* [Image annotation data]
┄┄┄┄┄┄┄┄┄┄┄┄┄┄┄┄┄┄┄┄

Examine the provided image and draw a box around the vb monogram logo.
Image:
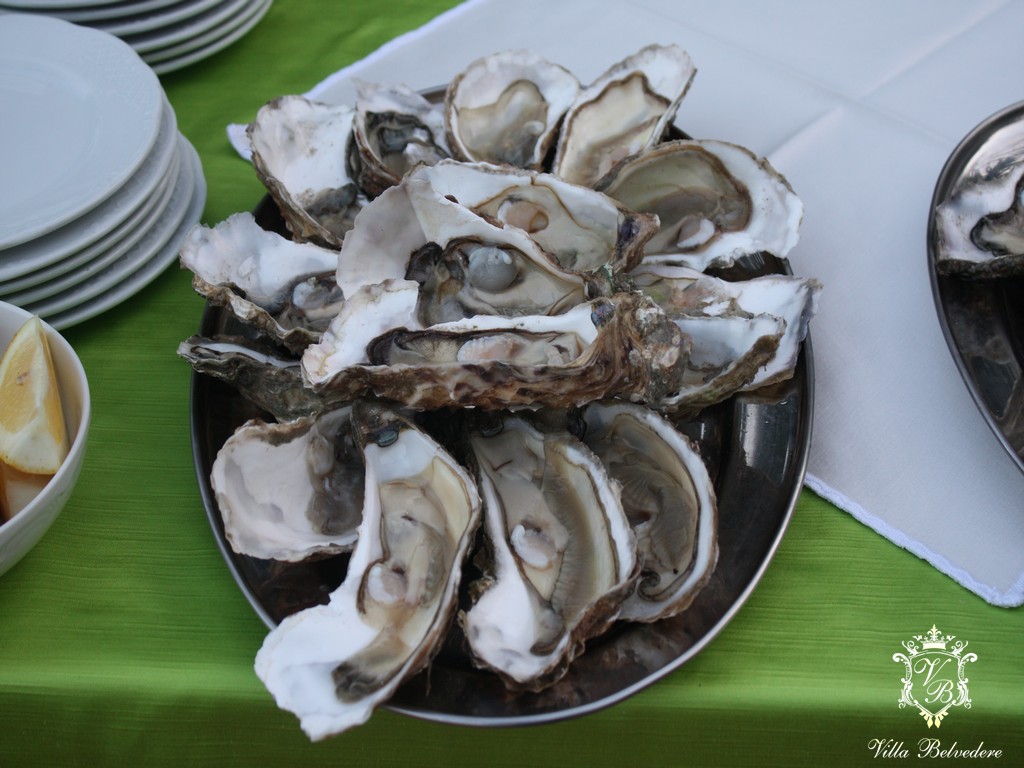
[893,625,978,728]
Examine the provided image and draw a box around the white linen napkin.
[228,0,1024,606]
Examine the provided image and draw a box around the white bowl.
[0,301,91,574]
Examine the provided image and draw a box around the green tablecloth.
[0,0,1024,768]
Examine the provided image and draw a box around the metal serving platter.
[928,101,1024,471]
[190,188,813,726]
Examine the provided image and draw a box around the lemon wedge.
[0,462,52,520]
[0,316,68,475]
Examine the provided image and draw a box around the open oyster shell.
[179,213,343,350]
[210,408,365,562]
[630,264,821,391]
[581,401,718,622]
[597,139,804,270]
[255,402,480,740]
[304,293,687,410]
[348,81,450,198]
[459,417,638,690]
[407,161,657,272]
[247,95,366,248]
[552,45,696,186]
[935,163,1024,280]
[444,50,580,169]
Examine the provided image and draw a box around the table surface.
[0,0,1024,768]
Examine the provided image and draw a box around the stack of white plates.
[0,14,206,329]
[0,0,271,74]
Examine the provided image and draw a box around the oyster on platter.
[581,401,718,622]
[180,213,344,351]
[210,407,365,562]
[256,402,480,739]
[247,95,366,248]
[444,50,580,169]
[178,40,820,739]
[348,82,449,197]
[553,45,696,186]
[459,417,639,690]
[935,163,1024,280]
[597,140,804,269]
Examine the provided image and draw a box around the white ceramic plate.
[0,0,181,24]
[123,0,252,54]
[2,152,182,306]
[0,100,178,284]
[91,0,224,37]
[142,0,272,69]
[30,138,206,329]
[4,0,121,10]
[0,13,163,248]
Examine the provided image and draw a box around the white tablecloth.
[230,0,1024,606]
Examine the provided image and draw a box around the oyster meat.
[444,50,580,169]
[409,161,657,272]
[247,95,366,248]
[348,81,450,198]
[255,402,480,740]
[597,139,804,270]
[179,213,344,350]
[459,417,637,690]
[553,45,696,189]
[210,408,364,562]
[308,293,687,410]
[582,401,718,622]
[630,264,821,397]
[935,162,1024,279]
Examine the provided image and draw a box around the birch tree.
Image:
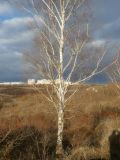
[10,0,117,159]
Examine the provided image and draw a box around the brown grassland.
[0,84,120,160]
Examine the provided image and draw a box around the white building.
[10,82,25,85]
[28,79,35,85]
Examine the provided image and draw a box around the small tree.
[9,0,117,157]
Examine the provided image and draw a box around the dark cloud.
[0,0,120,81]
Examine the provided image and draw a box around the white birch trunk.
[56,104,64,160]
[56,0,65,160]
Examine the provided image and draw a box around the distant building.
[10,82,25,85]
[0,82,10,85]
[28,79,35,85]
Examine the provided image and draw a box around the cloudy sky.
[0,0,120,82]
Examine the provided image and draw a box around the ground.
[0,84,120,160]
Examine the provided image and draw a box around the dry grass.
[0,84,120,160]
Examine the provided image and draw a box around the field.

┄┄┄┄┄┄┄┄┄┄┄┄┄┄┄┄┄┄┄┄

Rewrite the records from the line containing "oyster on platter." through the line containing "[597,140,804,269]", both included, keeping every line in that span. Offset each bounding-box coordinate by adding 47 to it, and copy all other wording unchanged.

* [Task result]
Examine the provided image and draw a box around the oyster on platter.
[628,448,765,669]
[227,260,391,398]
[257,454,412,609]
[303,449,527,786]
[294,142,413,295]
[491,97,627,216]
[225,87,867,786]
[395,129,496,244]
[600,92,743,233]
[506,464,686,737]
[982,210,1071,327]
[644,187,851,316]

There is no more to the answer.